• _What to produce_
Return, without any change, the lines of the listing below from the line with "of the gravel" to the line with "[[1370, 472]]". Include both of those lines and nothing else.
** START Provided records **
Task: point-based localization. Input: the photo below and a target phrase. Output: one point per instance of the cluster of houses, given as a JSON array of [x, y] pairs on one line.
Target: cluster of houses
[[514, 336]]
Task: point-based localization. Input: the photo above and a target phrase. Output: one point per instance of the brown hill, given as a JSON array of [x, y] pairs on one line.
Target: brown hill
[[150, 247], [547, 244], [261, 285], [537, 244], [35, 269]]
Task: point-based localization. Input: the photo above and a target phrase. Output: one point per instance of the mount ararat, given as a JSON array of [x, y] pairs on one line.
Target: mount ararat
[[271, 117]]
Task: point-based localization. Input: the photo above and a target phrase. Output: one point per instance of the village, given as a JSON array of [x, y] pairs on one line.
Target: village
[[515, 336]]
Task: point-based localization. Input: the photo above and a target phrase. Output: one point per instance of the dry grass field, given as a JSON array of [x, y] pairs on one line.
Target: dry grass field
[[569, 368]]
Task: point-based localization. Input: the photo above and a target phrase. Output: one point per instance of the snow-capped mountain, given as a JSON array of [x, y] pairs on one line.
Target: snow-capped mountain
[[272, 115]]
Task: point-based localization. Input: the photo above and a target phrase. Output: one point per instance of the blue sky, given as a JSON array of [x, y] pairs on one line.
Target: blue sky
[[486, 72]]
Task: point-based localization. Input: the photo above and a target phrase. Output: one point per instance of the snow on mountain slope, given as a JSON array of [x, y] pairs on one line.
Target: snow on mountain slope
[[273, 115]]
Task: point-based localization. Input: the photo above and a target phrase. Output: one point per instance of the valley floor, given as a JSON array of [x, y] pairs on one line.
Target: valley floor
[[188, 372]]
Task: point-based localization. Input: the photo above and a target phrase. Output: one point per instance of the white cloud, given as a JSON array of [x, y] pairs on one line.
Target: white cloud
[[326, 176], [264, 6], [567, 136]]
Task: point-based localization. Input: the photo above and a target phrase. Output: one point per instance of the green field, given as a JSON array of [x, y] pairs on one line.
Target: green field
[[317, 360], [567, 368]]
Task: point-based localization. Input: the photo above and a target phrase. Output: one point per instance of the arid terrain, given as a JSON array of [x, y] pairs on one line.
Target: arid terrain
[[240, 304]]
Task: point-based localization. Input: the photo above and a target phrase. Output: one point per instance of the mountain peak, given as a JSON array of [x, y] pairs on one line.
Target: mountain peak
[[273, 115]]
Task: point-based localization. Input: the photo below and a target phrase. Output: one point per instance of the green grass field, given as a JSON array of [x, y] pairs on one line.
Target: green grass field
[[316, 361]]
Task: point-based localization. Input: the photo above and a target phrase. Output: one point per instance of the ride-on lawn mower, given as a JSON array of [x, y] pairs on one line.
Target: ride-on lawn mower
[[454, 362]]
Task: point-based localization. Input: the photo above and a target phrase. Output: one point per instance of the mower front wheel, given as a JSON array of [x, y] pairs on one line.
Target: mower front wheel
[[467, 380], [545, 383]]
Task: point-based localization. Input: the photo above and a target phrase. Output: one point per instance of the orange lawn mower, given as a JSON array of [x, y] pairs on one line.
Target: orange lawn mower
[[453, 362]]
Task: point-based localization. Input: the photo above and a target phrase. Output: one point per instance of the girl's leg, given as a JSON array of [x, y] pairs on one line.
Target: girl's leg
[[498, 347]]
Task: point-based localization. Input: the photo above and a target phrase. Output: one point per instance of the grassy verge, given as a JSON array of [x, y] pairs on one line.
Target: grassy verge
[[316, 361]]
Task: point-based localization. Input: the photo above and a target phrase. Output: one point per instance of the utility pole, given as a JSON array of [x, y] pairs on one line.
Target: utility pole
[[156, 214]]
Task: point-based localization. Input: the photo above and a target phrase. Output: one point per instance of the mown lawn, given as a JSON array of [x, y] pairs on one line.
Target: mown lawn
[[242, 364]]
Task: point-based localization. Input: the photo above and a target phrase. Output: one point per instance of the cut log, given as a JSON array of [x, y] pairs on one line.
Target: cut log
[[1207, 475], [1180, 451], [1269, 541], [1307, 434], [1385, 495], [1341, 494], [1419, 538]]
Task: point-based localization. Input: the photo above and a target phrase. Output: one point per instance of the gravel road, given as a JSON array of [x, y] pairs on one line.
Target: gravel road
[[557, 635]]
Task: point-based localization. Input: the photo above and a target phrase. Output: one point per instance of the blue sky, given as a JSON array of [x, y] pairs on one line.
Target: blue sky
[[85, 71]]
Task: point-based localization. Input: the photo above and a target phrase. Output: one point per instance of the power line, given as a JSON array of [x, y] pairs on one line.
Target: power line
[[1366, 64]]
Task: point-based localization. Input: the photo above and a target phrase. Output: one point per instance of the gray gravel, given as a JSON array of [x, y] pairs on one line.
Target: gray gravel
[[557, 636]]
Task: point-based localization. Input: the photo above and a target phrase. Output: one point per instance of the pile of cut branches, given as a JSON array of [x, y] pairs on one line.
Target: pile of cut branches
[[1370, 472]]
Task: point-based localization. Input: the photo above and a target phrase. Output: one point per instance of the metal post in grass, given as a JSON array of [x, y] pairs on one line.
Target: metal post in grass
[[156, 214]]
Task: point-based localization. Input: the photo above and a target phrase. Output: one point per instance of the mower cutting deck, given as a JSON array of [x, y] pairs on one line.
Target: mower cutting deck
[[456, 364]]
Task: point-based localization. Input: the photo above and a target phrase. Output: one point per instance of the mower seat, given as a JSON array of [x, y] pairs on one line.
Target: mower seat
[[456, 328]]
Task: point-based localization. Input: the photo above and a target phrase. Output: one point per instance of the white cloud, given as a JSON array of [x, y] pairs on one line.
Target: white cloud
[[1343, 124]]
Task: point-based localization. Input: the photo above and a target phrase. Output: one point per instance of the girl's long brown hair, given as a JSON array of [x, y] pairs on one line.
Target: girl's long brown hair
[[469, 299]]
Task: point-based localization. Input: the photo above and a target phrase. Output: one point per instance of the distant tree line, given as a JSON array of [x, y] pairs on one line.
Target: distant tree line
** END Provided records **
• _Reply to the task_
Task: point-based localization. Input: the photo above and a target phrase. Output: one point per instance of the gravel road, given as a JSON array of [x, y] pairs on one line.
Target: gravel road
[[557, 635]]
Task: point-based localization. Input: the photo above and a target phrase. Output: one point per instance of the blue sky, given as a JSON array of [x, y] pairs on one line.
Target: blue sky
[[85, 71]]
Task: point-based localization. Input: the photo above and a target phrase. Output: one point per instance of the power line, given as a JSON array of [x, y] pairs on one line.
Target: power line
[[1366, 64]]
Task: point-based localization. Input: the photo above and a target phrase. Output: one point per instance of the gray gravel, given as a JSON array of [x, y] pairs on one line.
Target: gray gravel
[[557, 636]]
Task: point-based localization. Input: the photo above and a target phrase. Output: one point per instance of the pile of cut branches, given as a JSON array of [x, y] pairs on one line.
Target: pile of cut branches
[[1370, 472]]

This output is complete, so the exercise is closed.